++++ Extracted text ++++

The devil made him do it, ORU Pres says
Submitted by talene on Thu, 2007-04-19 15:09.According to a Fox "news" article, there is "no doubt" that the Virginia Tech massacre was the work of Satan. The Houston Chronicle reports that President Bush is now urging people who "see somebody or know somebody who is exhibiting abnormal behavior, you do something about it, to suggest that somebody take a look."

trivial things
Submitted by talene on Tue, 2007-04-17 11:50.I finally got the energy to log into Sarah's email account and hotmail had deactivated it and deleted all the email because it had not been logged into in over a month. Fuck hotmail.
I also logged into her myspace to clean out the spam. I can't believe the crap people leave in myspace comments. It feels like everything to do with Sarah now is holy and stupid phishing attempts posted in her myspace comments feel very much like a desecration. Actually, just logging into her account felt like a desecration. It changed the "last log in" date and that just felt so weird. I almost wish I hadn't done it. But, then I couldn't stand seeing things in her comments about growing a longer penis or getting a free target gift card. *sigh* No win situation.

++++

Description of the task:
Write out the blog posts above word for word, starting at "trivial things" and ending at "No win situation.".

++++ Data for review ++++

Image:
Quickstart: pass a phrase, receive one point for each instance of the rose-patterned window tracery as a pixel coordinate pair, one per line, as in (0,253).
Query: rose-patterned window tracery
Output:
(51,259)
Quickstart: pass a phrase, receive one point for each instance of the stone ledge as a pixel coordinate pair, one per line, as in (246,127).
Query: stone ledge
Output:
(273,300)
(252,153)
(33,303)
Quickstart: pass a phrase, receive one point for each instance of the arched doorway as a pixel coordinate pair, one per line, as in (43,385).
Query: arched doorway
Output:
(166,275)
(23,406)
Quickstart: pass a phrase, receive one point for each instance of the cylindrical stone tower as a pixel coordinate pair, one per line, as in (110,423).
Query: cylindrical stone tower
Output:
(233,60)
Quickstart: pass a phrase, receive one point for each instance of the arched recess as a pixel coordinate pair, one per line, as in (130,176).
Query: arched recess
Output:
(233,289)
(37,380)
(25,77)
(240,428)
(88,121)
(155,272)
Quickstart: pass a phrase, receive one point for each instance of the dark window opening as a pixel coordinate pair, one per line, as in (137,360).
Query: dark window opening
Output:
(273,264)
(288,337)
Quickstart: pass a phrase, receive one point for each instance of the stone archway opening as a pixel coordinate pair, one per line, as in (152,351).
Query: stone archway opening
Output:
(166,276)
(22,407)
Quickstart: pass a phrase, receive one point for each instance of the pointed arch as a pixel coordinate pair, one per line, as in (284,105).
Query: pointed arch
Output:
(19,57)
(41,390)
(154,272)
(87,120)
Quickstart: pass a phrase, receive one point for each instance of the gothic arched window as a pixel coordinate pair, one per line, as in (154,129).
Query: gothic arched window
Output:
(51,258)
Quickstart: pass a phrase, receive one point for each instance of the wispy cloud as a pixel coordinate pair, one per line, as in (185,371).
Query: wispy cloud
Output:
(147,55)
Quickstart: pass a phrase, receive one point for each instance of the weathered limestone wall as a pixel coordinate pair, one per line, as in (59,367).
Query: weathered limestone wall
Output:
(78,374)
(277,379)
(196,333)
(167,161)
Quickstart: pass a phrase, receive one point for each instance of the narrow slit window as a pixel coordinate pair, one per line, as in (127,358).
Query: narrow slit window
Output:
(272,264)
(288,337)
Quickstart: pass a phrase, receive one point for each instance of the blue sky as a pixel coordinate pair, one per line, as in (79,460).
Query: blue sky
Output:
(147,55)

++++

Solution below:
trivial things
Submitted by talene on Tue, 2007-04-17 11:50.I finally got the energy to log into Sarah's email account and hotmail had deactivated it and deleted all the email because it had not been logged into in over a month. Fuck hotmail.
I also logged into her myspace to clean out the spam. I can't believe the crap people leave in myspace comments. It feels like everything to do with Sarah now is holy and stupid phishing attempts posted in her myspace comments feel very much like a desecration. Actually, just logging into her account felt like a desecration. It changed the "last log in" date and that just felt so weird. I almost wish I hadn't done it. But, then I couldn't stand seeing things in her comments about growing a longer penis or getting a free target gift card. *sigh* No win situation.